■ PROBLEM TO WORK ON
For this task, copy all of the data below exactly and skip the pictures.

Stored data:
---+---
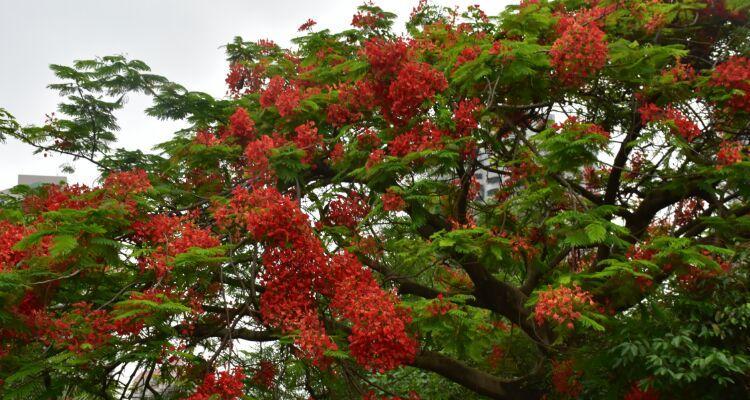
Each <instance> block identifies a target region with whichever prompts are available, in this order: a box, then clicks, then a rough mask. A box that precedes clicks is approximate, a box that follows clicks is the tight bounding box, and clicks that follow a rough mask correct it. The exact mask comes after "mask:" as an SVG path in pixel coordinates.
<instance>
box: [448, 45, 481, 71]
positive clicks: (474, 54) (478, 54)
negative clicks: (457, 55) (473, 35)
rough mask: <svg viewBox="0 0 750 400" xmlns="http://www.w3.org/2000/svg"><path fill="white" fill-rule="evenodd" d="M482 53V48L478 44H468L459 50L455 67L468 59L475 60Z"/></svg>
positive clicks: (466, 62)
mask: <svg viewBox="0 0 750 400" xmlns="http://www.w3.org/2000/svg"><path fill="white" fill-rule="evenodd" d="M480 54H482V48H481V47H479V46H468V47H464V49H463V50H461V53H459V54H458V58H456V64H455V67H460V66H461V65H464V64H466V63H467V62H469V61H472V60H475V59H476V58H477V57H479V55H480Z"/></svg>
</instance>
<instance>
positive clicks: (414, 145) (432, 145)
mask: <svg viewBox="0 0 750 400" xmlns="http://www.w3.org/2000/svg"><path fill="white" fill-rule="evenodd" d="M443 136H446V133H445V132H443V131H441V130H440V129H438V128H437V127H436V126H435V124H434V123H432V122H431V121H425V122H422V123H421V124H419V125H417V126H415V127H414V128H412V129H411V130H409V131H407V132H406V133H402V134H401V135H398V136H396V137H395V138H394V139H393V140H392V141H391V142H390V143H388V153H389V154H390V155H392V156H395V157H403V156H405V155H407V154H409V153H413V152H416V151H422V150H430V149H439V148H441V147H442V140H443Z"/></svg>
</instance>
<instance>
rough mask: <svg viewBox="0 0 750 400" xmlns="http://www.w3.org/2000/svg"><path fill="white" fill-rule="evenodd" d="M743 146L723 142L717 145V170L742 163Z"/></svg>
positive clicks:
---+---
■ OUTPUT OF THE EXERCISE
Each <instance> block identifies a target region with whichever prompts are available, in this order: a box, then clicks, then a rough mask. A box that precedes clicks is approximate, a box that follows clicks is the tight bounding box, and clicks that follow a rough mask correct it. The exact mask comes after "mask:" as an SVG path in pixel coordinates.
<instance>
box: [448, 45, 481, 71]
positive clicks: (474, 54) (478, 54)
negative clicks: (457, 55) (473, 35)
rough mask: <svg viewBox="0 0 750 400" xmlns="http://www.w3.org/2000/svg"><path fill="white" fill-rule="evenodd" d="M482 53V48L478 44H468L459 50L455 67L468 59L475 60Z"/></svg>
positive clicks: (466, 62)
mask: <svg viewBox="0 0 750 400" xmlns="http://www.w3.org/2000/svg"><path fill="white" fill-rule="evenodd" d="M480 54H482V48H481V47H479V46H468V47H464V49H463V50H461V53H459V54H458V58H456V64H455V67H460V66H461V65H464V64H466V63H467V62H469V61H472V60H475V59H476V58H477V57H479V55H480Z"/></svg>
</instance>
<instance>
positive clicks: (414, 145) (432, 145)
mask: <svg viewBox="0 0 750 400" xmlns="http://www.w3.org/2000/svg"><path fill="white" fill-rule="evenodd" d="M443 136H446V133H445V132H443V131H441V130H440V129H438V128H437V127H436V126H435V124H434V123H432V122H431V121H425V122H422V123H421V124H419V125H417V126H415V127H414V128H412V129H411V130H409V131H407V132H406V133H402V134H401V135H398V136H396V137H395V138H394V139H393V140H392V141H391V142H390V143H388V153H389V154H390V155H392V156H395V157H403V156H405V155H407V154H409V153H413V152H416V151H422V150H430V149H439V148H441V147H442V140H443Z"/></svg>
</instance>
<instance>
rough mask: <svg viewBox="0 0 750 400" xmlns="http://www.w3.org/2000/svg"><path fill="white" fill-rule="evenodd" d="M743 146L723 142L717 145V170L742 163Z"/></svg>
positive clicks:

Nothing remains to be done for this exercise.